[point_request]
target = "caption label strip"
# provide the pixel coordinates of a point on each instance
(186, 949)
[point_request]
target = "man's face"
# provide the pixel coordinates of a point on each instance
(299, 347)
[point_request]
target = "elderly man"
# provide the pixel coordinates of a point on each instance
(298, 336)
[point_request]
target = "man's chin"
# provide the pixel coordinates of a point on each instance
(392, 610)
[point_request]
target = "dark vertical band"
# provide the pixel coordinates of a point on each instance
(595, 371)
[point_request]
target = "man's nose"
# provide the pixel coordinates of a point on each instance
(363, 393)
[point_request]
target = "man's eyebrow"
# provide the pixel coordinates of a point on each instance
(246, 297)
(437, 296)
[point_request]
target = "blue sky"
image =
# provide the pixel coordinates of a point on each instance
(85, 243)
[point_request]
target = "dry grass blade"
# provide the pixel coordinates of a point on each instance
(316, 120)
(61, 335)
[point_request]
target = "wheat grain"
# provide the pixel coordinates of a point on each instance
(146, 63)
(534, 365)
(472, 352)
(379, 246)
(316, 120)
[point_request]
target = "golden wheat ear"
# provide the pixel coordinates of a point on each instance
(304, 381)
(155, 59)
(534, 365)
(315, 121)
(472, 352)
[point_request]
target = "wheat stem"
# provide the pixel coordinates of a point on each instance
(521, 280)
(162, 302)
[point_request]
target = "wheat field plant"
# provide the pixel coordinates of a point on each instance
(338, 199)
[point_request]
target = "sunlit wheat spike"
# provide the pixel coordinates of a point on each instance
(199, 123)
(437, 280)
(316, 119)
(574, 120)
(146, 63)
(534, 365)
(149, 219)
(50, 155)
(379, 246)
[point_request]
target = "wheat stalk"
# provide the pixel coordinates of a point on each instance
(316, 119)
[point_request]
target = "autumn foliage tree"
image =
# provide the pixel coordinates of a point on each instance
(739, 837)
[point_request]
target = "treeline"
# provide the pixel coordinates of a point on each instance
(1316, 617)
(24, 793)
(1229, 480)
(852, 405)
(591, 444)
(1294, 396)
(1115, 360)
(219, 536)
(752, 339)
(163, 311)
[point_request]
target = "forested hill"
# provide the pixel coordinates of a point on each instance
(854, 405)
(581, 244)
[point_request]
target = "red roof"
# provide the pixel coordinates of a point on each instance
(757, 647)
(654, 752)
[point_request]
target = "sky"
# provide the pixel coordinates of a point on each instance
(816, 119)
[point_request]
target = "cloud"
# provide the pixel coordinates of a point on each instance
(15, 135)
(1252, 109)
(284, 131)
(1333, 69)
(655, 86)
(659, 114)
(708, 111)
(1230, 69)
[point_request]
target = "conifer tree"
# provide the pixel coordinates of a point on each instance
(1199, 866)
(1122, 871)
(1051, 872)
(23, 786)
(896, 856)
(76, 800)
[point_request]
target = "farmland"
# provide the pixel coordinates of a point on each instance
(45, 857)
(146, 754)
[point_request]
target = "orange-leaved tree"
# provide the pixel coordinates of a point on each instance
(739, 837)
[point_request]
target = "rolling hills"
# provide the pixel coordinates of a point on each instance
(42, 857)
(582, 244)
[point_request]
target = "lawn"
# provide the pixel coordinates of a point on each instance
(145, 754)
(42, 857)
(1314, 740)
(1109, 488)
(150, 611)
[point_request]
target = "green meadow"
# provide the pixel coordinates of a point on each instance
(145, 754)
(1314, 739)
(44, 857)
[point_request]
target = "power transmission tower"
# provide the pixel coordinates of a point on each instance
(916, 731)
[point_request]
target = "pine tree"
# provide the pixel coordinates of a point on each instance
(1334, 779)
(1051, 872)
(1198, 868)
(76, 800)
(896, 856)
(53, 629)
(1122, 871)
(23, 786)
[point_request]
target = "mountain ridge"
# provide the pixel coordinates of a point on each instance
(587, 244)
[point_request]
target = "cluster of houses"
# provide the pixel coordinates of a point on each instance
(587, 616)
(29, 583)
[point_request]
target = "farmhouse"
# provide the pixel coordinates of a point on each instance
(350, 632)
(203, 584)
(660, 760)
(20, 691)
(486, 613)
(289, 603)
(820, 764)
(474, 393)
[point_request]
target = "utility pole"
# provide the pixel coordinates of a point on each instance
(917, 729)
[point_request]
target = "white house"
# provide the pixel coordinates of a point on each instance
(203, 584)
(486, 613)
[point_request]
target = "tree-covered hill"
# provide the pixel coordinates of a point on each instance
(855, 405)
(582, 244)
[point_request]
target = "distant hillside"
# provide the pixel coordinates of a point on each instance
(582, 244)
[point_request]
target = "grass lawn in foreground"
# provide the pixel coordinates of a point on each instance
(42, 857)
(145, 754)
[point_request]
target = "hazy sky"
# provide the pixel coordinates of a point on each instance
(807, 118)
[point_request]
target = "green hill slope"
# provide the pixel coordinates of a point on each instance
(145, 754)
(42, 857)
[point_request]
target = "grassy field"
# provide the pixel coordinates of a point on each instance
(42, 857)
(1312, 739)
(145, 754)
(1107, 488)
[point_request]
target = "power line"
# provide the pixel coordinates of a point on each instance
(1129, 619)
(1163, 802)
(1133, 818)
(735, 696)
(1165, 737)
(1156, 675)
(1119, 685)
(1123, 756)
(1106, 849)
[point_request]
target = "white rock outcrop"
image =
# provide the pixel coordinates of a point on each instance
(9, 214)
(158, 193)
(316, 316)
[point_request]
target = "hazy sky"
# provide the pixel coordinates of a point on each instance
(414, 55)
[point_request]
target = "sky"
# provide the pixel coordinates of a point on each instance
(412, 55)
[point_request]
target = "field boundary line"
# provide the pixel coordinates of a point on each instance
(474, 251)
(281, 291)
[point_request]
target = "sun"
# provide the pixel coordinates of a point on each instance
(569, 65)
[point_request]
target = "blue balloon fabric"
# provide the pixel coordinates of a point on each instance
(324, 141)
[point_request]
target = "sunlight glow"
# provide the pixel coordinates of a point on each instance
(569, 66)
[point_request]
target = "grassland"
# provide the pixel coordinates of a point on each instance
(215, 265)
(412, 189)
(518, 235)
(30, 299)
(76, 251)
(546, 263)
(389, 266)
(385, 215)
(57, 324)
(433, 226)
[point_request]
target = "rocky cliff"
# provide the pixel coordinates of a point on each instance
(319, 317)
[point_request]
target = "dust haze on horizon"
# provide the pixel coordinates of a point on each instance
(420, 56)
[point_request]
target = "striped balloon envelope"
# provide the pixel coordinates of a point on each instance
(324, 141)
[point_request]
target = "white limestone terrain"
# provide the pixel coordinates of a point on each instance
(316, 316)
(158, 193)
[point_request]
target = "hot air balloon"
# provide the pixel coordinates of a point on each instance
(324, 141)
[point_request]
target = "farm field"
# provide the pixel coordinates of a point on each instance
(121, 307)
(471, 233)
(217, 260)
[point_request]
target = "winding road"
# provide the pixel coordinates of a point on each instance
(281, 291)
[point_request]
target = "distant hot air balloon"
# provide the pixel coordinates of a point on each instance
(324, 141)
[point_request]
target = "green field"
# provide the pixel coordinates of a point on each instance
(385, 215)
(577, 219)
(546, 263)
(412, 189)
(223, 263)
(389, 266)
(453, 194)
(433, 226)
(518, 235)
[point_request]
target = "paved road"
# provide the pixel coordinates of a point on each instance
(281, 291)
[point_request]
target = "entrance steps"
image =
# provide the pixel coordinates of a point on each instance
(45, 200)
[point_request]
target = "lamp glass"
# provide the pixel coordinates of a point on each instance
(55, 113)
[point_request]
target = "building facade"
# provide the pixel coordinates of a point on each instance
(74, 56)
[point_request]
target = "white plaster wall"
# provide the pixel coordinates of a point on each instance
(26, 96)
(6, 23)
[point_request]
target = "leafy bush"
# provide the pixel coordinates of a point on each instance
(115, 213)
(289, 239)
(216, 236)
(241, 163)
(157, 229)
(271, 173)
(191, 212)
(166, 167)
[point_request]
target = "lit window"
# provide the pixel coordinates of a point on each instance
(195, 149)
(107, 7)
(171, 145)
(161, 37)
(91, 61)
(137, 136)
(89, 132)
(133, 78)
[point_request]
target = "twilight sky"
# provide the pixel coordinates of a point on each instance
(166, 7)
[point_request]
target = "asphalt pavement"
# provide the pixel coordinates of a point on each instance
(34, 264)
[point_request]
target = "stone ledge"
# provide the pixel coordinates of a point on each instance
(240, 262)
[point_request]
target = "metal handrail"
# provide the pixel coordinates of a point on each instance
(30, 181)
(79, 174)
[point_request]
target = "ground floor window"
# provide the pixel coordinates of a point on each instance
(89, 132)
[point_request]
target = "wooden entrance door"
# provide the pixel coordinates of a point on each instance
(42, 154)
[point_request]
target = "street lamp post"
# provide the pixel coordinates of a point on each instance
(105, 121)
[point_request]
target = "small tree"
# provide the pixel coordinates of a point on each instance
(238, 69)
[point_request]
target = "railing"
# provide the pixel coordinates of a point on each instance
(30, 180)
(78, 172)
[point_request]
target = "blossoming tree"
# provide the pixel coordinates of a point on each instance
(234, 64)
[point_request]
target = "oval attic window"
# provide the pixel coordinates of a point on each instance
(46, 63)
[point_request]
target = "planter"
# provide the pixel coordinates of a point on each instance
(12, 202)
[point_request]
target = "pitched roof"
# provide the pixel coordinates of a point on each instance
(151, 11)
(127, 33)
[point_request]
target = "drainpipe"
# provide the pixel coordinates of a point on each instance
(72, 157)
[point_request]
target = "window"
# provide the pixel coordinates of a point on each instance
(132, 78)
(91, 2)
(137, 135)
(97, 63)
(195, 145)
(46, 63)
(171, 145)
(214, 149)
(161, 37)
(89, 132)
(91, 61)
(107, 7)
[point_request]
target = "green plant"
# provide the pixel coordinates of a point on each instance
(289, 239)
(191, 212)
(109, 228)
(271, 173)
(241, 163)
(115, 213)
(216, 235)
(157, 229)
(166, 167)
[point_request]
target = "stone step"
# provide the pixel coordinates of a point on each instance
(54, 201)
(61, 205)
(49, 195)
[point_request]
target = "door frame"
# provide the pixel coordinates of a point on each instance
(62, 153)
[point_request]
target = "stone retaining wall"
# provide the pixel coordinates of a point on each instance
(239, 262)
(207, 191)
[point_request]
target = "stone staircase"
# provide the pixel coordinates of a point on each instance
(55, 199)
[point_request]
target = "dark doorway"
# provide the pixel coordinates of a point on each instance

▸ Instructions to follow: List every line in the rows above that contains the string "lamp". Matching is case-sensitive.

▸ The response:
target = "lamp glass"
target = "street lamp post"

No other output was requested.